▸ TASK STATEMENT
Retype the lines from the one containing "finding every windshield" through the last line of the entries below, exactly and in full, omitting every image.
:: SUPPLIED MATERIAL
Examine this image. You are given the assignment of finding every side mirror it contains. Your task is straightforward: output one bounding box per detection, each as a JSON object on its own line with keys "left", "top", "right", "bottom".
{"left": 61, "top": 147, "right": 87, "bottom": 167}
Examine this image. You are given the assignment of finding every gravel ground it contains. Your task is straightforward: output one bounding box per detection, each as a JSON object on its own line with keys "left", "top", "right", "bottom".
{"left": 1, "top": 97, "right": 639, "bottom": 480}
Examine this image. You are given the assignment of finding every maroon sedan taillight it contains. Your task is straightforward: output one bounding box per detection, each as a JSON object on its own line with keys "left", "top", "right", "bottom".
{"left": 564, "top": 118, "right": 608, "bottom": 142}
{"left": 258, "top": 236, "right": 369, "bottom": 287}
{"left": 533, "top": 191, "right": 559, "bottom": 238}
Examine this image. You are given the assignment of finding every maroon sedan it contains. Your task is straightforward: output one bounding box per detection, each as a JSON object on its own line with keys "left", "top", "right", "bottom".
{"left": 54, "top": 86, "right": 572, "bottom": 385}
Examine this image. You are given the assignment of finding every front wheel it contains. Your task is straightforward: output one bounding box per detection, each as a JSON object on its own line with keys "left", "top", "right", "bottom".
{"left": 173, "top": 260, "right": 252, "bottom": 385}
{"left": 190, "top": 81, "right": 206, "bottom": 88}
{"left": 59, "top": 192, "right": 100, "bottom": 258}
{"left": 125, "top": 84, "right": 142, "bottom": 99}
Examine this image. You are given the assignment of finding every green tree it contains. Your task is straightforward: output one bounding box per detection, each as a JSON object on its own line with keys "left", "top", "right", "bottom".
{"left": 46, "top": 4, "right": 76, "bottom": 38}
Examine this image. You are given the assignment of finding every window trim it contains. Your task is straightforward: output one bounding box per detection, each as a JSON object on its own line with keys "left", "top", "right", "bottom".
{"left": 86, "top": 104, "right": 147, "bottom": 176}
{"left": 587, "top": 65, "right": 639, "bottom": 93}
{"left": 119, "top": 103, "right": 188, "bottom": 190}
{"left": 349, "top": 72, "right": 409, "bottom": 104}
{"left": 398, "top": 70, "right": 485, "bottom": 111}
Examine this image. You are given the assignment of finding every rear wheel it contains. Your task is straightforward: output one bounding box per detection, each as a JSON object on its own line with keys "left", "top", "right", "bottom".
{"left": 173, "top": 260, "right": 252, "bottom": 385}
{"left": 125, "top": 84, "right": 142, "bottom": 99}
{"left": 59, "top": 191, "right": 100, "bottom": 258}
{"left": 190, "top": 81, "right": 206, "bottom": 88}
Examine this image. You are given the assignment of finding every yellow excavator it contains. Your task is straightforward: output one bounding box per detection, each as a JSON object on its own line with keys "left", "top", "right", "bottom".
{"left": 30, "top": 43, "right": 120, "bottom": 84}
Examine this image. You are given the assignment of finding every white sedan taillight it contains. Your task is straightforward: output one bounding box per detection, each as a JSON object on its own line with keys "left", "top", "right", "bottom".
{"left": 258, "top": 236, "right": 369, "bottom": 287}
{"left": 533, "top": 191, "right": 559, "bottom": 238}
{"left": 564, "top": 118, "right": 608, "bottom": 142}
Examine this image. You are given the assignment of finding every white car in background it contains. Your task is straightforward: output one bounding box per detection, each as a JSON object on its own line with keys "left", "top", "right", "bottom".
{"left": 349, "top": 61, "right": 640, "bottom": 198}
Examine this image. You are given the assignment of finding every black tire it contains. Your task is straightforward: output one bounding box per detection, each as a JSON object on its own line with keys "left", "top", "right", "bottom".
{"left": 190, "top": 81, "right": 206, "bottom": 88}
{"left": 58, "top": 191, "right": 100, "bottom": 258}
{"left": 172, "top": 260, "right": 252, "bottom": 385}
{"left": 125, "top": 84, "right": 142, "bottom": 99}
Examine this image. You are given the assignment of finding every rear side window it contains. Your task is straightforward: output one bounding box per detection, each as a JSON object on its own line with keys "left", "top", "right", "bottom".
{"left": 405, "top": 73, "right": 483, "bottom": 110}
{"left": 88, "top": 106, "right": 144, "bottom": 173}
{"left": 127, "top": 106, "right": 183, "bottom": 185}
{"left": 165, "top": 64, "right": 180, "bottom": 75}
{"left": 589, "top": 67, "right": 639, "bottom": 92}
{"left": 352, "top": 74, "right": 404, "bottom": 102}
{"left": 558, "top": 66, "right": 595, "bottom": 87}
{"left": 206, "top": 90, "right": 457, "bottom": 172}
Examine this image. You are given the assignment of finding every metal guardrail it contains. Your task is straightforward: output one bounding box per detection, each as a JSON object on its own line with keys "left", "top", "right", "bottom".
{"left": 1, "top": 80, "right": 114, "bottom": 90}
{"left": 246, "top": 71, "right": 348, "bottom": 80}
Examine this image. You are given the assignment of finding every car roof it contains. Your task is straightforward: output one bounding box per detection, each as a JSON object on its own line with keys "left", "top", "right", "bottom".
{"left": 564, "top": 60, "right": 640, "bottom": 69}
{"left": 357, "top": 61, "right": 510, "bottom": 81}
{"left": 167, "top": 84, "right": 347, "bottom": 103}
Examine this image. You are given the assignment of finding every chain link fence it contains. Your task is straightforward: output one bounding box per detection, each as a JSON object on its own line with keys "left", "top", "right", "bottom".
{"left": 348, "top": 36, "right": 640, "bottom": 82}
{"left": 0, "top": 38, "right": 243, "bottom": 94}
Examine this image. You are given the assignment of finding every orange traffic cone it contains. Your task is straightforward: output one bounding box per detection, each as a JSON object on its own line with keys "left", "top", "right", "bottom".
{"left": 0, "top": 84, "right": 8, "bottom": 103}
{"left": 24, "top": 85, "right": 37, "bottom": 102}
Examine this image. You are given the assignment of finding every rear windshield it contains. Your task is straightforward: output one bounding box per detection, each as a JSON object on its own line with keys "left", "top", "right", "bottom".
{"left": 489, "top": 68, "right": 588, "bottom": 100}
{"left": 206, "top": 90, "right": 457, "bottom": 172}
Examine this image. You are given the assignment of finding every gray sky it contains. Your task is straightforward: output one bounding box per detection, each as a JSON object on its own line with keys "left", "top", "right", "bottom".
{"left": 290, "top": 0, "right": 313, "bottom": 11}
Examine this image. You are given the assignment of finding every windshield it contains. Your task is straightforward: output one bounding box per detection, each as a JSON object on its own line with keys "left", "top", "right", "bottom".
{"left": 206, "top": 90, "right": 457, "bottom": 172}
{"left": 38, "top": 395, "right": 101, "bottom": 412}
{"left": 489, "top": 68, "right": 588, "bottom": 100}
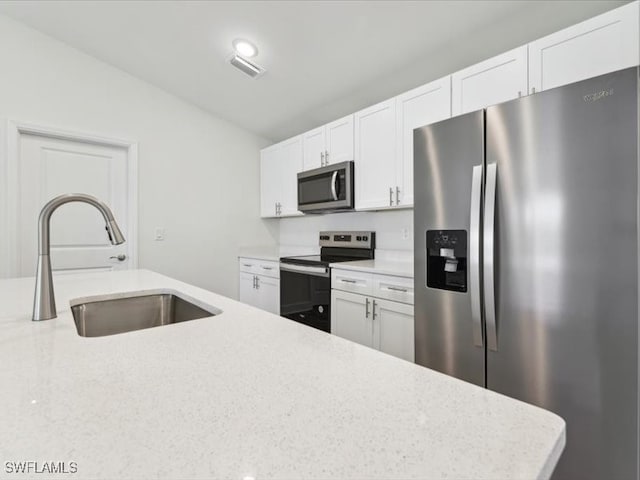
::::
▸ RESPONSE TO THE TASK
Examine this image. You are given the assignment of finding every windshield it contains. Your task is straightforward: output one bounding box per detection, each as a JSON object on its own line with keys "left", "top", "right", "bottom".
{"left": 206, "top": 90, "right": 457, "bottom": 172}
{"left": 38, "top": 395, "right": 101, "bottom": 412}
{"left": 489, "top": 68, "right": 588, "bottom": 100}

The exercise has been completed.